• Written problem: Reproduce the lines of the material below without alteration, from the line containing "In the photo above, where can the distant" through the final line of the material, both included.

[Point annotation dataset records]

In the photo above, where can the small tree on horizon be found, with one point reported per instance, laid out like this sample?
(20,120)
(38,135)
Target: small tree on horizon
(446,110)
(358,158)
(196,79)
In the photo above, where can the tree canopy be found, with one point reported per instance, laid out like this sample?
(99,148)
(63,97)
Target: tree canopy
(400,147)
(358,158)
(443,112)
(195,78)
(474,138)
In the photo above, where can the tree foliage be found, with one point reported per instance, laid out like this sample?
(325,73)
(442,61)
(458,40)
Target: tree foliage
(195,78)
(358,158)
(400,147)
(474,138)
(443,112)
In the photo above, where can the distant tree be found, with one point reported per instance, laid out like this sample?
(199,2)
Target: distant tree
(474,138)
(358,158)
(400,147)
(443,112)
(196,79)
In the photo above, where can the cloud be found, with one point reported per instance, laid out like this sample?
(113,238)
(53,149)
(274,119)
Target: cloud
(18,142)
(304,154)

• Correct result:
In the photo above, where can the distant tree be found, with one point reported per instance, laid out like this sample?
(199,2)
Target: distant tree
(474,138)
(358,158)
(400,147)
(443,112)
(196,79)
In the photo above, where can the cloud be found, with one point reported per instance, laid out like this sample?
(113,238)
(53,149)
(274,119)
Target: cloud
(18,142)
(304,154)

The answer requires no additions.